**Given information:**
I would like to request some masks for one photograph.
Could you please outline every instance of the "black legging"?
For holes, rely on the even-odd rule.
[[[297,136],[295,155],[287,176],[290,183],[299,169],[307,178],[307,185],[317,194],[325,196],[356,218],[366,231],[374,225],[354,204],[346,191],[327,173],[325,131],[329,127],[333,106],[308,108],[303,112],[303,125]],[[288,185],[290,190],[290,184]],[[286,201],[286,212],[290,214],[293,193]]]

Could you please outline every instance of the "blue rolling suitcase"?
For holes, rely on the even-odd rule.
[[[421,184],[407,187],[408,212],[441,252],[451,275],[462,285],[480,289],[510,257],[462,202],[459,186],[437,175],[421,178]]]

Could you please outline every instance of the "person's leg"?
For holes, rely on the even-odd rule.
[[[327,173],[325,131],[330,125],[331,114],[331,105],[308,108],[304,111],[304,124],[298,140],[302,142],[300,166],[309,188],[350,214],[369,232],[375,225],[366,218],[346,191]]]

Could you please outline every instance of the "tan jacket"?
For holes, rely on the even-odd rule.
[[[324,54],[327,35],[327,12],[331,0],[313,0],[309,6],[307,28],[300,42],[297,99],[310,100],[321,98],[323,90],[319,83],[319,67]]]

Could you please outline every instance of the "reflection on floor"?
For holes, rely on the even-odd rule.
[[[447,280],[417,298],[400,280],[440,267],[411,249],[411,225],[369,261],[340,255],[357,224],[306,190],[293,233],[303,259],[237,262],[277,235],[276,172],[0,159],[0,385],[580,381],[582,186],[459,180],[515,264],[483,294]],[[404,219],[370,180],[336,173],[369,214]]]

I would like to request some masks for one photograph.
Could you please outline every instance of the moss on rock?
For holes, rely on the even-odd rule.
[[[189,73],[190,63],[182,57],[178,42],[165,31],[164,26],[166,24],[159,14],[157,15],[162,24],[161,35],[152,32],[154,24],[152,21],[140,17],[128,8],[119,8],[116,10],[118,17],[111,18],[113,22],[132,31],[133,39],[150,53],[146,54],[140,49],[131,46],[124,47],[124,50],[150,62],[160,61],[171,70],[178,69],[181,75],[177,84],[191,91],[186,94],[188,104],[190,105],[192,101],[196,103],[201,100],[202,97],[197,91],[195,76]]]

**Task goal:** Reproduce the full listing word for word.

**Solution for this exercise:**
I would like to request some masks for one photograph.
Could you please outline every instance of the "black legging"?
For holes, rely on the even-odd rule.
[[[297,136],[295,155],[287,176],[290,183],[299,169],[307,178],[307,185],[317,194],[325,196],[356,218],[366,231],[374,225],[354,204],[346,191],[327,173],[325,131],[329,127],[333,106],[308,108],[303,112],[303,125]],[[288,185],[290,190],[290,184]],[[286,201],[286,212],[290,214],[293,193]]]

Could you please outline every instance of the "blue rolling suitcase"?
For holes, rely on the even-odd rule.
[[[421,184],[407,187],[408,212],[441,252],[451,275],[462,285],[480,289],[510,257],[462,202],[459,186],[437,175],[421,178]]]

Could you please outline every instance of the "person's leg"?
For holes, rely on the even-odd rule.
[[[327,173],[325,131],[330,125],[331,114],[331,105],[308,108],[304,111],[304,124],[298,140],[302,142],[300,166],[309,188],[350,214],[369,232],[375,225],[366,218],[346,191]]]

Could you please outline every instance of the "tan jacket"?
For holes, rely on the even-odd rule.
[[[324,54],[327,35],[327,12],[331,0],[313,0],[309,6],[307,28],[300,42],[297,99],[310,100],[321,98],[323,90],[319,83],[319,67]]]

Could you please outline every instance of the "reflection on floor"?
For holes, rely on the even-odd rule.
[[[447,280],[417,298],[400,280],[440,267],[411,249],[411,225],[369,261],[340,255],[357,224],[306,190],[293,233],[303,259],[237,262],[277,235],[276,172],[0,159],[0,385],[580,381],[582,186],[459,180],[515,264],[483,294]],[[404,219],[370,180],[336,173],[369,214]]]

I would like to request some masks for one photograph.
Could you please outline every instance of the moss on rock?
For holes, rely on the even-odd rule.
[[[189,73],[190,63],[182,57],[178,42],[165,31],[164,26],[166,24],[159,14],[157,15],[162,24],[161,35],[152,32],[154,24],[152,21],[140,17],[128,8],[119,8],[116,10],[118,17],[111,18],[113,22],[132,31],[133,39],[150,53],[146,54],[140,49],[131,46],[124,47],[124,50],[150,62],[160,61],[171,70],[178,69],[181,75],[177,84],[191,91],[186,94],[188,104],[190,105],[192,101],[196,103],[201,100],[202,97],[197,91],[195,76]]]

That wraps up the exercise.